BRIEF:
Find every line in the material that contains the string "space" and reproduce each such line in full.

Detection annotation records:
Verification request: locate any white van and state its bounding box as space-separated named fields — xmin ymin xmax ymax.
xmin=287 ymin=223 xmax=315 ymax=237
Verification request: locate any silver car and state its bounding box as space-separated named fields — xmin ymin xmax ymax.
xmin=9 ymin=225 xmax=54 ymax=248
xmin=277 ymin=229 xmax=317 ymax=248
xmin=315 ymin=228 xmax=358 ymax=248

FULL OUTPUT:
Verification request: locate any white van and state its bounding box as space-separated named fields — xmin ymin xmax ymax.
Verification request: locate any silver car and state its bounding box as space-separated named fields — xmin ymin xmax ymax.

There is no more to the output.